= List of My Secret Identity episodes =

My Secret Identity is a television series starring Jerry O'Connell and Derek McGrath that originally aired on CTV. It premiered on October 9, 1988, and ended on May 25, 1991, with a total of 72 episodes over the course of 3 seasons.

==Series overview==

| Season | Episodes |  | Originally released |  |
| First released | Last released |
| 1 | 24 |  | October 9, 1988 | June 3, 1989 |
| 2 | 24 |  | October 7, 1989 | June 2, 1990 |
| 3 | 24 |  | September 29, 1990 | May 25, 1991 |

==Episodes==
===Season 1 (1988–89)===

| No. overall | No. in season | Title | Directed by | Written by | Original release date |
| 1 | 1 | "Pilot" | Don McBrearty | Brian Levant & Fred Fox, Jr. | October 9, 1988 |
Andrew accidentally stumbles onto Dr. J's photon beam, which inadvertently gifts him with super powers. Andrew also develops a crush on a wary girl (Alyson Court) who just moved in across the street.
| 2 | 2 | "A Walk on the Wild Side" | Bill Corcoran | David Cole | October 16, 1988 |
The key component for Dr. J's latest invention is stolen by a group of wayward children. Andrew goes undercover and fakes loyalty to the gang in an attempt to recover the device, only to run into trouble when he meets the mastermind and leader of the gang, Rock (David Hewlett) who doesn't take too kindly to Andrew.
| 3 | 3 | "Only Trying to Help" | Al Waxman | Eric Weinthal | October 23, 1988 |
Stephanie reads about "Ultraman's" adventures in Andrew's diary, and enlists a psychiatrist to try to help Andrew.
| 4 | 4 | "The Track Star" | Robert Iscove | Eric Weinthal | October 30, 1988 |
Andrew uses his super speed to land himself a spot on the school track team, much to Dr. J's dismay.
| 5 | 5 | "Memories" | Al Waxman | Eric Weinthal | November 6, 1988 |
Dr. J's old but beautiful friend Susan comes to town, and agrees to go on a date with him. Andrew secretly tags along to help Dr. J get through the date.
| 6 | 6 | "You've Got a Friend" | Don McCutcheon | Michael P. Williams | November 13, 1988 |
Andrew meets Fred Cooper, the former actor of comic book legend Captain Noble. However, since Fred is retired and incapable of performing stunts, Andrew begins to lose his faith in the old man.
| 7 | 7 | "For Old Time's Sake" | Al Waxman | Martin Mobley | November 20, 1988 |
A spy, posing as a friend of Dr. J's attempts to steal information on his latest invention via espionage.
| 8 | 8 | "The Lost Weekend" | Donald Shebib | Bill Murtagh | November 27, 1988 |
Dr. J reluctantly agrees to take Andrew and his friends on a camping trip. However, Andrew's friends don't enjoy having a nerd like Jeffcoate serving as their chaperone.

....

# To do
- A) Reproduce the episode list from "My Secret Identity is" up to and including "of 3 seasons.", replacing "television series" with "TV series".
- B) Extend the list of My Secret Identity episodes past the point where it stops.

....

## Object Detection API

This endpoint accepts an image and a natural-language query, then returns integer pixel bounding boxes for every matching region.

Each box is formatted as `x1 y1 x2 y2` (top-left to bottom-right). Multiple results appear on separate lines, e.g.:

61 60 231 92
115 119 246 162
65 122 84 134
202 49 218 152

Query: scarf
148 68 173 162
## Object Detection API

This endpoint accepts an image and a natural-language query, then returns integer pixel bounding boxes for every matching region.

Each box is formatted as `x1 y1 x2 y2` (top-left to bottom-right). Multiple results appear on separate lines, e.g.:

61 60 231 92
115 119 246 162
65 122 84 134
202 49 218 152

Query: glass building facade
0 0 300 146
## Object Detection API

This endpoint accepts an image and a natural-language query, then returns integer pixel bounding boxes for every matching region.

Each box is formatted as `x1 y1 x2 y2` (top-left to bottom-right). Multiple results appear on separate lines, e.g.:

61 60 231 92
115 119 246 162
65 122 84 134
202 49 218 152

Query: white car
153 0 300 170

....

# Responses in order
- A)
My Secret Identity is a TV series starring Jerry O'Connell and Derek McGrath that originally aired on CTV. It premiered on October 9, 1988, and ended on May 25, 1991, with a total of 72 episodes over the course of 3 seasons.

- B)
| 9 | 9 | "Forbidden Ground" | Bill Corcoran | Joe Chilco | December 4, 1988 |
Andrew neglects his responsibility to look after Erin, which leads to her getting trapped in a sewer drain while playing hide-and-seek.
| 10 | 10 | "It Only Hurts for a Little While" | Harvey Frost | Eric Weinthal | December 11, 1988 |
Just after Andrew picks a fight with the school bully, he loses his super powers after being exposed to his dentist's x-ray machine. Andrew must then face up to the bully without his powers.
| 11 | 11 | "Grounded" | Al Waxman | Laura Phillips | December 18, 1988 |
Andrew nets himself a date, but is prohibited from leaving the house when Stephanie grounds him for fighting with Erin.
| 12 | 12 | "The Eyes of the Shadow" | Alan Simmonds | Fred Fox, Jr., Elliot Stern | January 28, 1989 |
While visiting Chinatown with Dr. J, Andrew develops a crush on a girl named Leah. However, the store owned by Leah's father is in danger from a local gang.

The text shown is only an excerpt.